RyoShin - Slashdot User

Journal Journal: How to StumbleUpon StumbleOver and StumbleOn

Journal by RyoShin on Monday September 17, 2007 @01:54AM

Like many on the internet, including other /. members, I am a user of StumbleUpon. For those who don't know what StumbleUpon is, the short and simple is that it is a gateway to the internet at large. It's great for lazy afternoons when you just want to find new webpages. You set some preferences, some content filters, and boom, you're off. It covers topics from architecture to zoology, and most everything in between. A great way to read new and interesting scientific discoveries or watch sleeping cats fall off of whatever shelf they happen to be sleeping on. Or both, if that's your thing. But not at the same time.

※ ※ ※

Directions -
1: In the StumbleUpon journal entry, what range of topics does the service cover?
2: Please carry on the StumbleUpon journal entry from its last sentence, keeping the same casual voice.
You won't need the records that follow the StumbleUpon journal entry.

Dataset records -
※ ※ ※

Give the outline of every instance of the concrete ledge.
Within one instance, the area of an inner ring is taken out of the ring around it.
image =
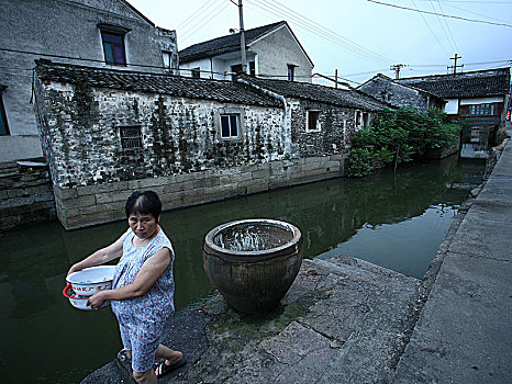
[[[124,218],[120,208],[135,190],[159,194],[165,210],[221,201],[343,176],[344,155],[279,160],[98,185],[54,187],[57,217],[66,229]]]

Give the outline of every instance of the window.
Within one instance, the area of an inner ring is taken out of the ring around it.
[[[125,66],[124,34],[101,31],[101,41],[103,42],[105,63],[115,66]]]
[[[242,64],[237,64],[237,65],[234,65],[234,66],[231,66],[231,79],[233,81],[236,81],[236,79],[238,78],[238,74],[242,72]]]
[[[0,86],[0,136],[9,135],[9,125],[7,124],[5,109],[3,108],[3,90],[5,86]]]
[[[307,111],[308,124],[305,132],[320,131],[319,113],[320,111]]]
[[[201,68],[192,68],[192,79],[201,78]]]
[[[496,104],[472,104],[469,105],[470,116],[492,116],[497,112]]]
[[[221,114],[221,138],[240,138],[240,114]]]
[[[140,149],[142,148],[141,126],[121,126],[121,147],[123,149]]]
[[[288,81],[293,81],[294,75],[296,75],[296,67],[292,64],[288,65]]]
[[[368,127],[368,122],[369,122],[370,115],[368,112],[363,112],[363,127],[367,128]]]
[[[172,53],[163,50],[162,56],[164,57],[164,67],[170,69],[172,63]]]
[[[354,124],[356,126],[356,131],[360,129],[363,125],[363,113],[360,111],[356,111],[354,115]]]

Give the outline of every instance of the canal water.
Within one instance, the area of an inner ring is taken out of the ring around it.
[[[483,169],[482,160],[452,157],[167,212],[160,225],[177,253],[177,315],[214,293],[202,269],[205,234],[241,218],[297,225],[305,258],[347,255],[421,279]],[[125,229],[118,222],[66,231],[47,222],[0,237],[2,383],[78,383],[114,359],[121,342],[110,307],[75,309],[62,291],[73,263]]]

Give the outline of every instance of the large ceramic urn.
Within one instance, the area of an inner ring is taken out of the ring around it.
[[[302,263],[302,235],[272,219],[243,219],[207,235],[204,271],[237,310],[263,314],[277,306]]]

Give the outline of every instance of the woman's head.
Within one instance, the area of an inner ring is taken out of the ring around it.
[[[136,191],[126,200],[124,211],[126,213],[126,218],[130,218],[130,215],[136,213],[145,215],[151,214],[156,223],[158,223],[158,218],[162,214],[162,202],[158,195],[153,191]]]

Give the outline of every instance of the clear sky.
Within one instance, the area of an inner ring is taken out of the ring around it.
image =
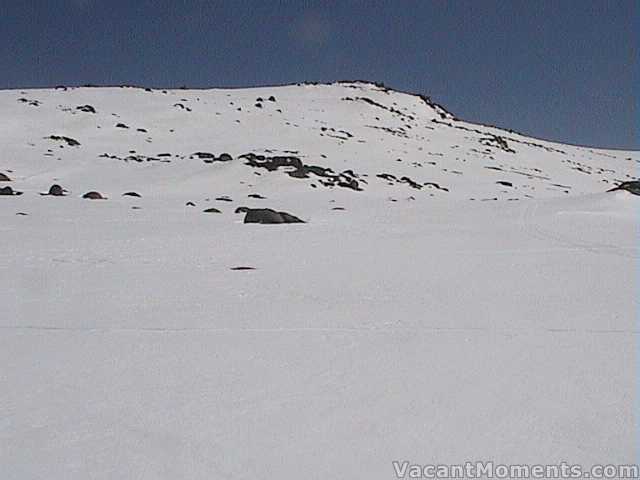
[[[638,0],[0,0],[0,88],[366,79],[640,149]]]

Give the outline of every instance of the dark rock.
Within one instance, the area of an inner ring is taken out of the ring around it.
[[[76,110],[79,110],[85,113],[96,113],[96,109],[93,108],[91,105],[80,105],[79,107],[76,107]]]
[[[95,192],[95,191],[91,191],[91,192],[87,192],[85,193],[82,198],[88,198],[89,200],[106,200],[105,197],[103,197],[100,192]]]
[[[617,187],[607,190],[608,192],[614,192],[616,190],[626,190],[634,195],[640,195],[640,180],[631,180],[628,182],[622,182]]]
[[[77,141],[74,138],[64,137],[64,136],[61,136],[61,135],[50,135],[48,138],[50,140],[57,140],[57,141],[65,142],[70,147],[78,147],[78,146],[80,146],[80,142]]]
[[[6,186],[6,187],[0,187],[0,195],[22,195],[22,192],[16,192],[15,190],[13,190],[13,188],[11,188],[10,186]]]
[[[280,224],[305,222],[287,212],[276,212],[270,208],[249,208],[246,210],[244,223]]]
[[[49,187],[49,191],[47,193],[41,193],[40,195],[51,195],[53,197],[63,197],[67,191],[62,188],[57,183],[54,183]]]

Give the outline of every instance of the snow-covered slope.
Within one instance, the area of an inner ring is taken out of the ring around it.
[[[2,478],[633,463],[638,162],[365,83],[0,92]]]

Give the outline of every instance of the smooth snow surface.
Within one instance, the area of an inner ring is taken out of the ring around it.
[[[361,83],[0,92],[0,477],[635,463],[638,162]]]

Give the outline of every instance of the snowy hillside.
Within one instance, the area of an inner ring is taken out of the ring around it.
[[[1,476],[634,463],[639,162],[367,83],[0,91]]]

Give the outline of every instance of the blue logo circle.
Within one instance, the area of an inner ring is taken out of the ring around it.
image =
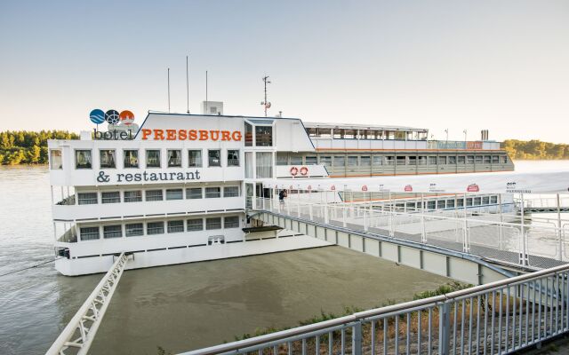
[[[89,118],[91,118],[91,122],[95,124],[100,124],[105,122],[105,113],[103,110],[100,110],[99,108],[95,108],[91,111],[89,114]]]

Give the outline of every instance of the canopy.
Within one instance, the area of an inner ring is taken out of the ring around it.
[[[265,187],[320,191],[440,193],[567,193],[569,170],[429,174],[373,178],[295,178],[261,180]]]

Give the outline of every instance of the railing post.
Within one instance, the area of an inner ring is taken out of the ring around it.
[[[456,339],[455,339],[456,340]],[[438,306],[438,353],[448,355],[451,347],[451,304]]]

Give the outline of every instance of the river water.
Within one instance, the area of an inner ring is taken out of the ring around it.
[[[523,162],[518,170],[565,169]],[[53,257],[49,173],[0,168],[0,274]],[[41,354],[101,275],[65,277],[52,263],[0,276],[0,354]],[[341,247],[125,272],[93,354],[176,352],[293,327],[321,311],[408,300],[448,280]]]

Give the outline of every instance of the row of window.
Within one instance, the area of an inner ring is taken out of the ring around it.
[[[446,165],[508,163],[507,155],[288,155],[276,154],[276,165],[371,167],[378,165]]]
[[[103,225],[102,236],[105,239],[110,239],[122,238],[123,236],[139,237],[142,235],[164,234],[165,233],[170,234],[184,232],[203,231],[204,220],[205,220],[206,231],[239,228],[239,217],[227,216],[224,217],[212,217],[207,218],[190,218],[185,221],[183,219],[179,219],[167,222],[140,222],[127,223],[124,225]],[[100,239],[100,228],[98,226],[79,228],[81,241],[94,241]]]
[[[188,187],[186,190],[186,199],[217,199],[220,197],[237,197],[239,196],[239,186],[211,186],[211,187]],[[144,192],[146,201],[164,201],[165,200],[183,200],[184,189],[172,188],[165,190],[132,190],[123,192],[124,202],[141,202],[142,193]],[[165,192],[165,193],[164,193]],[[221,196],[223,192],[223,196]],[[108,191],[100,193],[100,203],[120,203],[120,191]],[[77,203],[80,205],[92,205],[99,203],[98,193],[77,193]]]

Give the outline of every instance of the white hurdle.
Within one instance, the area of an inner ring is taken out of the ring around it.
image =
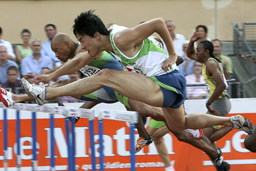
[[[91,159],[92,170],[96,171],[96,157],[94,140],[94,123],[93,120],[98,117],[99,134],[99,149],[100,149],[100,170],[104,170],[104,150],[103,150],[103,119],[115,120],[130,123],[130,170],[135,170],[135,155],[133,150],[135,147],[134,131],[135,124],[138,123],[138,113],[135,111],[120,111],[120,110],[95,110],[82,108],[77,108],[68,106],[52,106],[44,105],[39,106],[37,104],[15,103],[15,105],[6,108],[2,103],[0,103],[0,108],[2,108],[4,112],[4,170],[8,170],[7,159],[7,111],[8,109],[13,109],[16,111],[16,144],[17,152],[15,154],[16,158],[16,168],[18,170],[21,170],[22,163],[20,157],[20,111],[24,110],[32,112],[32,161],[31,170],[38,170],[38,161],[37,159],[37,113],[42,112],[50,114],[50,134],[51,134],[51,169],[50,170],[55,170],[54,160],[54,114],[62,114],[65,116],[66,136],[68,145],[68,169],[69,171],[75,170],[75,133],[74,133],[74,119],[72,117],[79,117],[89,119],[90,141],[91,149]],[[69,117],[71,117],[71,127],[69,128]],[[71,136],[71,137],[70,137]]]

※ ※ ※

Results of the tasks -
1: It covers topics from architecture to zoology, and most everything in between.

2:
However, StumbleUpon reveals one of the larger annoyances of the internet: data redundancy. Site after site, blog after blog will host the same content (usually video or pictures, but it can even be word-for-word text), meaning that you'll wind up Stumbling Upon it time and again- and it really gets grating after you see the eighteenth LOLcat collection. To my knowledge, SU has no way to deal with this. You can rate things up or down and perhaps have less of a chance of seeing them, but that's not always the case.

To this end, I feel that StumbleUpon would do well to introduce two new features: StumbleOn and StumbleOver. Both features would be user preferences. You could choose to StumbleOn, StumbleOver, both, or neither (seeing the internet in a pure, unadultered form).

StumbleOn is a feature that would reference all citing pages to the main page or site that the citing pages talk about. This is the harder of the two features to implement. The idea is that instead of stumbling upon a page that is either a rehash or just a quick blog entry about another page (usually done for ad hits), you would instead be redirected to (or On) the original page. Slashdot will see things like this- a summary for an article will contain a link to a blog that contains a link to the actual article. StumbleOn would cut out the blog entry, giving focus where it is rightly due: the original authors.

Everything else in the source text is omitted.